Your answer must be a single number: how many lines in the records include the word "slope".

+++ Source material

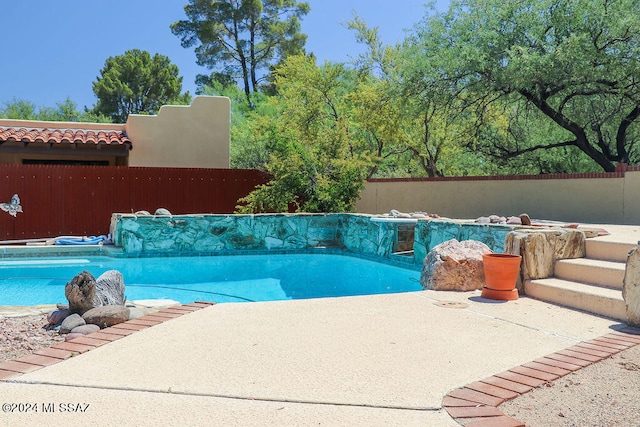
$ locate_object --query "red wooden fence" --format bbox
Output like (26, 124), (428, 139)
(0, 165), (269, 241)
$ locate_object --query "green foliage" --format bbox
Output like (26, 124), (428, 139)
(236, 55), (374, 213)
(171, 0), (310, 105)
(403, 0), (640, 172)
(92, 49), (191, 122)
(0, 98), (111, 123)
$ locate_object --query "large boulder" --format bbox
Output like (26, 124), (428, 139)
(421, 239), (493, 291)
(65, 270), (126, 315)
(623, 247), (640, 326)
(65, 271), (97, 315)
(504, 229), (585, 291)
(82, 305), (130, 329)
(94, 270), (126, 306)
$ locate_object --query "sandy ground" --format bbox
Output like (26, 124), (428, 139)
(499, 343), (640, 427)
(1, 314), (639, 426)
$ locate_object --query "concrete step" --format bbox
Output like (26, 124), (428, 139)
(554, 258), (625, 290)
(586, 239), (636, 263)
(525, 278), (626, 322)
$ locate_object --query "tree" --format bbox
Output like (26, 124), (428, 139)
(0, 98), (111, 123)
(236, 55), (374, 213)
(92, 49), (191, 122)
(403, 0), (640, 172)
(171, 0), (310, 105)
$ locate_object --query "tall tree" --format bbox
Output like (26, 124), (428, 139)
(236, 55), (374, 213)
(92, 49), (191, 122)
(403, 0), (640, 172)
(171, 0), (310, 105)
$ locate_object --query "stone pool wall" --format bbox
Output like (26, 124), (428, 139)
(413, 220), (511, 263)
(110, 213), (512, 264)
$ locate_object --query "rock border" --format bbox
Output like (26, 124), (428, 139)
(0, 302), (216, 380)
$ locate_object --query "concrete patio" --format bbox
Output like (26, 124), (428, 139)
(0, 287), (628, 426)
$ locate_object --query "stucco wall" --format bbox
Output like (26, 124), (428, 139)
(126, 96), (230, 168)
(357, 174), (637, 224)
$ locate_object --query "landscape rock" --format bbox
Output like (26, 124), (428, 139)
(82, 305), (130, 328)
(128, 307), (145, 320)
(65, 270), (126, 315)
(94, 270), (126, 307)
(70, 324), (101, 335)
(421, 239), (493, 291)
(65, 332), (84, 341)
(623, 247), (640, 326)
(505, 229), (585, 290)
(65, 271), (97, 315)
(59, 313), (86, 334)
(47, 309), (70, 325)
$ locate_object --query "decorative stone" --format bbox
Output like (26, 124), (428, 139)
(70, 324), (101, 335)
(59, 313), (86, 334)
(65, 332), (84, 341)
(505, 229), (586, 288)
(65, 271), (97, 315)
(47, 309), (70, 325)
(421, 239), (493, 291)
(82, 305), (130, 328)
(623, 247), (640, 326)
(94, 270), (126, 307)
(128, 307), (145, 320)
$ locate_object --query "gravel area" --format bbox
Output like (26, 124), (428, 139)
(500, 343), (640, 427)
(1, 314), (639, 426)
(0, 314), (64, 363)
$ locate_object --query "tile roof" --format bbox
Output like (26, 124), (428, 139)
(0, 127), (132, 147)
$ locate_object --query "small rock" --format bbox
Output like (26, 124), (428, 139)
(47, 309), (70, 325)
(154, 208), (172, 216)
(506, 216), (522, 225)
(70, 324), (100, 335)
(60, 313), (86, 334)
(82, 305), (130, 328)
(65, 333), (84, 342)
(56, 303), (69, 310)
(128, 307), (145, 320)
(519, 213), (532, 226)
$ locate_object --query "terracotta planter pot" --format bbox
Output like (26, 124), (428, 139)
(483, 253), (522, 291)
(480, 287), (519, 301)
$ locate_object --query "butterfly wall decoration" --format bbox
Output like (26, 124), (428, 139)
(0, 194), (23, 217)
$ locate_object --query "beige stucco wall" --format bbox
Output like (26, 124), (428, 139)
(126, 96), (230, 168)
(357, 176), (633, 224)
(624, 171), (640, 224)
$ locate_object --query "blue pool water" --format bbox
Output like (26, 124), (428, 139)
(0, 254), (422, 306)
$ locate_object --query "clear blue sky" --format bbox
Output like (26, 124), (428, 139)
(0, 1), (448, 111)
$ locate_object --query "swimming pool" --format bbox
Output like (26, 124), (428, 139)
(0, 253), (422, 306)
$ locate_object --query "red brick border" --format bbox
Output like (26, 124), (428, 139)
(0, 302), (216, 381)
(442, 327), (640, 427)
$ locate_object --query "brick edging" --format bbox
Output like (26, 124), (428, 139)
(0, 302), (216, 381)
(442, 327), (640, 427)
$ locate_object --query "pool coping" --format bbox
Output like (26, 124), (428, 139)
(0, 301), (216, 381)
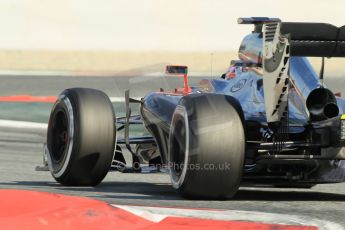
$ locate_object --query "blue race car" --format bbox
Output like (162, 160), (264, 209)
(42, 17), (345, 199)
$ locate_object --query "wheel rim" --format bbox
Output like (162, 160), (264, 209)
(169, 105), (189, 189)
(171, 120), (186, 177)
(51, 110), (69, 163)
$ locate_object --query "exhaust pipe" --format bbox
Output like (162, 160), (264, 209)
(306, 88), (339, 121)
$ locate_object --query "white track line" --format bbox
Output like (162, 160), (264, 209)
(0, 120), (47, 129)
(0, 98), (133, 129)
(113, 205), (343, 230)
(109, 97), (141, 102)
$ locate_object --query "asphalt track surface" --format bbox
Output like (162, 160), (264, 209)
(0, 74), (199, 97)
(1, 75), (345, 227)
(1, 74), (344, 97)
(1, 127), (345, 227)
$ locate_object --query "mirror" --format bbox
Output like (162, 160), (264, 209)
(165, 65), (188, 75)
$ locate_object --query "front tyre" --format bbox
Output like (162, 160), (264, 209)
(47, 88), (115, 186)
(168, 94), (245, 199)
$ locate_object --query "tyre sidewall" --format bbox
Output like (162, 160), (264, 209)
(47, 93), (77, 179)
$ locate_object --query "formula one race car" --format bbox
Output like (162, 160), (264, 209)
(39, 17), (345, 199)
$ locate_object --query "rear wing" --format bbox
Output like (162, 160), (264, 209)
(239, 17), (345, 58)
(282, 22), (345, 57)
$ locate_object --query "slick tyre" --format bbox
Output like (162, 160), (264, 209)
(168, 94), (245, 199)
(47, 88), (115, 186)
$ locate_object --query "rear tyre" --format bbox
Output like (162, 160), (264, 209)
(47, 88), (115, 186)
(168, 94), (245, 199)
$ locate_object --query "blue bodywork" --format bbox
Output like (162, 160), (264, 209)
(142, 56), (344, 134)
(139, 31), (345, 184)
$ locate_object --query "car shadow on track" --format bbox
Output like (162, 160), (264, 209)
(60, 181), (181, 200)
(1, 181), (345, 202)
(234, 189), (345, 201)
(0, 181), (181, 201)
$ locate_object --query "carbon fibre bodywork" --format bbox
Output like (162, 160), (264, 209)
(140, 22), (345, 185)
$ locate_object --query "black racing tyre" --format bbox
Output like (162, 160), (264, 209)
(168, 93), (245, 199)
(47, 88), (115, 186)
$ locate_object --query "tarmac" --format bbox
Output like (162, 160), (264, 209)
(0, 74), (345, 228)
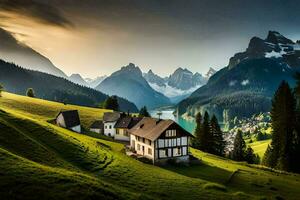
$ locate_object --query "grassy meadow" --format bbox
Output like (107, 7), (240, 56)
(0, 92), (300, 199)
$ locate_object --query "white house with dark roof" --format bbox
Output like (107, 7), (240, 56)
(56, 110), (81, 133)
(129, 117), (194, 164)
(103, 112), (121, 137)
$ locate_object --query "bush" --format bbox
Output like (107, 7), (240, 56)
(26, 88), (35, 97)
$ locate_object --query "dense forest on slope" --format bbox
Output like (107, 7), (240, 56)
(0, 60), (138, 112)
(178, 58), (297, 121)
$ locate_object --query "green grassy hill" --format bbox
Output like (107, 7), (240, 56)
(249, 140), (271, 158)
(0, 92), (300, 199)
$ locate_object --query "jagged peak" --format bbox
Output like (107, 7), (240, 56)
(266, 30), (294, 44)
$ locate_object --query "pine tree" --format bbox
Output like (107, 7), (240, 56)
(232, 130), (246, 161)
(0, 84), (3, 97)
(201, 112), (214, 153)
(265, 81), (295, 171)
(26, 88), (35, 98)
(245, 146), (255, 164)
(292, 72), (300, 172)
(210, 115), (225, 156)
(103, 96), (119, 111)
(139, 106), (151, 117)
(192, 112), (203, 149)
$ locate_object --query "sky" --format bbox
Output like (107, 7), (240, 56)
(0, 0), (299, 78)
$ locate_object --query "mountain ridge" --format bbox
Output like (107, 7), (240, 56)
(0, 28), (67, 78)
(177, 31), (299, 122)
(96, 63), (171, 109)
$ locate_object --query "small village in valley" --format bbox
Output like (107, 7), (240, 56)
(56, 109), (194, 165)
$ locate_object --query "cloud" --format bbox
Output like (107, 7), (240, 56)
(0, 0), (73, 28)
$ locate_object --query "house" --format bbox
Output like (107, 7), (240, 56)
(90, 120), (104, 134)
(114, 116), (142, 141)
(56, 110), (81, 133)
(129, 117), (194, 164)
(103, 112), (121, 137)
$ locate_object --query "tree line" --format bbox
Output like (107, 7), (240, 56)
(192, 111), (226, 157)
(192, 111), (259, 164)
(262, 74), (300, 173)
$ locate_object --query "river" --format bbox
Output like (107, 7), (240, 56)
(149, 109), (196, 134)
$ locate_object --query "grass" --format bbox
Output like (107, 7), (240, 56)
(248, 139), (271, 158)
(0, 92), (300, 199)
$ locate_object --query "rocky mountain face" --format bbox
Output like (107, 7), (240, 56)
(96, 63), (171, 109)
(177, 31), (299, 123)
(205, 67), (217, 79)
(143, 70), (167, 87)
(0, 28), (67, 78)
(168, 68), (206, 90)
(228, 31), (300, 69)
(143, 67), (208, 103)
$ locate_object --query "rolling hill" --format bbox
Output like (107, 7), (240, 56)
(0, 59), (138, 112)
(0, 92), (299, 199)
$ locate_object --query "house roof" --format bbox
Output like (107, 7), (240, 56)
(103, 112), (120, 122)
(129, 117), (193, 141)
(114, 116), (142, 129)
(90, 120), (104, 129)
(57, 110), (80, 128)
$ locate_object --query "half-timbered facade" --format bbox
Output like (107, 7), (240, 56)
(129, 117), (193, 164)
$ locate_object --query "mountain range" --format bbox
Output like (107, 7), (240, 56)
(68, 74), (107, 88)
(143, 67), (212, 103)
(0, 59), (138, 112)
(96, 63), (171, 109)
(177, 31), (299, 123)
(0, 28), (67, 78)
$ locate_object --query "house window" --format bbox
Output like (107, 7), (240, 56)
(166, 130), (176, 137)
(124, 130), (129, 136)
(137, 144), (140, 151)
(177, 147), (181, 155)
(109, 125), (112, 129)
(105, 125), (107, 129)
(149, 140), (152, 146)
(148, 148), (152, 155)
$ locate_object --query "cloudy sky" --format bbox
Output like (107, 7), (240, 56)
(0, 0), (299, 78)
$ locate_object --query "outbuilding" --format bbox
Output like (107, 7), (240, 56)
(56, 110), (81, 133)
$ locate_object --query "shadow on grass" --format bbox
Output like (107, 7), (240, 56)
(163, 161), (233, 184)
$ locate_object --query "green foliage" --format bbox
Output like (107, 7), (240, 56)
(231, 130), (246, 161)
(264, 81), (296, 171)
(139, 106), (151, 117)
(192, 112), (202, 149)
(103, 96), (119, 111)
(193, 112), (225, 156)
(0, 83), (3, 97)
(26, 88), (35, 98)
(1, 93), (300, 199)
(210, 115), (226, 156)
(245, 147), (260, 164)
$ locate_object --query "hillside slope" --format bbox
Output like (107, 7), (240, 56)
(0, 60), (138, 112)
(0, 92), (299, 199)
(178, 31), (300, 121)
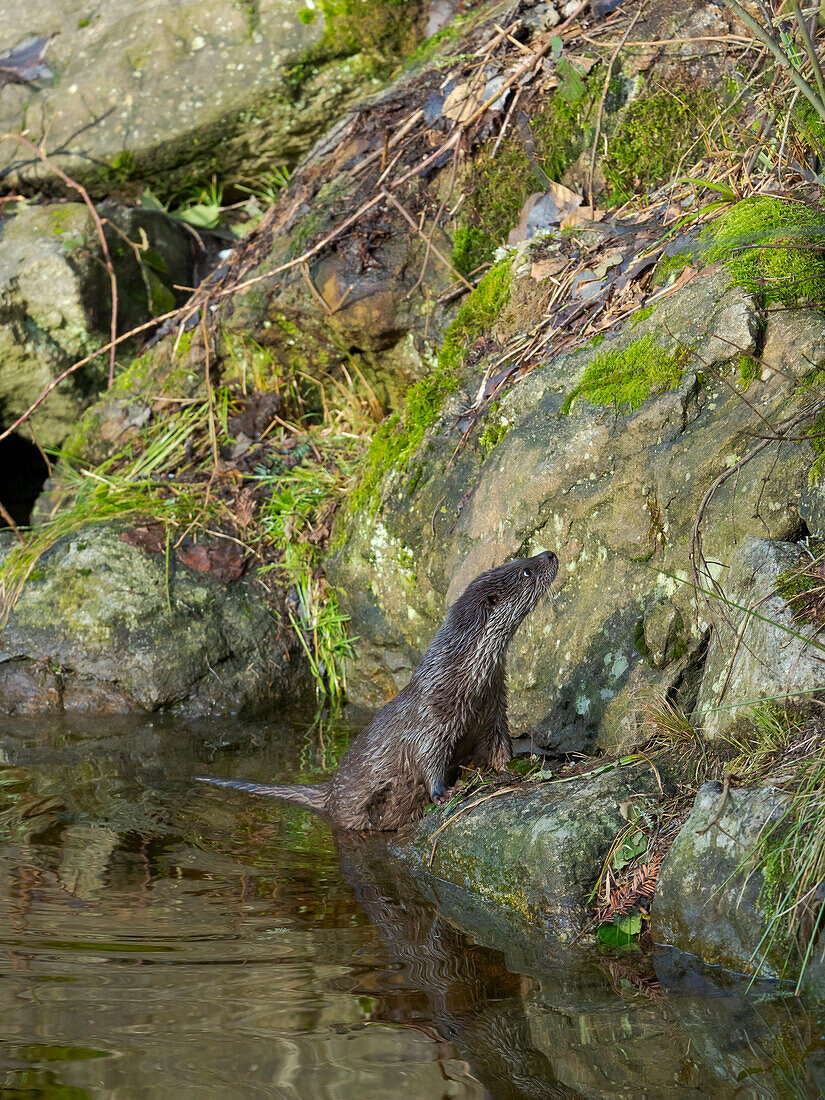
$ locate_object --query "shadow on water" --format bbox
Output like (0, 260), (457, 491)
(0, 709), (822, 1097)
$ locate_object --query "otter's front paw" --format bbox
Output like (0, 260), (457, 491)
(488, 744), (512, 772)
(431, 786), (457, 805)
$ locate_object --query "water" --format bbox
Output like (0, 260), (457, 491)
(0, 711), (823, 1099)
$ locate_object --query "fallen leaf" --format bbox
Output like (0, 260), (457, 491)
(120, 524), (165, 554)
(441, 82), (484, 122)
(531, 253), (568, 281)
(207, 544), (246, 584)
(561, 203), (603, 229)
(176, 543), (211, 572)
(235, 486), (257, 530)
(0, 35), (55, 85)
(176, 541), (247, 583)
(591, 248), (625, 279)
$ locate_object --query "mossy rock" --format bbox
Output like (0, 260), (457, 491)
(0, 202), (193, 448)
(0, 525), (310, 715)
(329, 263), (814, 749)
(652, 782), (797, 977)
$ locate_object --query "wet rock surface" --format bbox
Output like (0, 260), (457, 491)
(394, 763), (663, 940)
(0, 525), (309, 715)
(651, 782), (795, 977)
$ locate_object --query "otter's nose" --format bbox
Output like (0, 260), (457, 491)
(542, 551), (558, 568)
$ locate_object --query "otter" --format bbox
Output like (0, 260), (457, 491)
(198, 550), (558, 831)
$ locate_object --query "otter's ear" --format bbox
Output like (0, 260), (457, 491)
(485, 590), (501, 609)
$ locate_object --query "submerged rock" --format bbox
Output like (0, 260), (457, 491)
(0, 525), (309, 715)
(651, 782), (794, 977)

++++++

• Output of the task: 2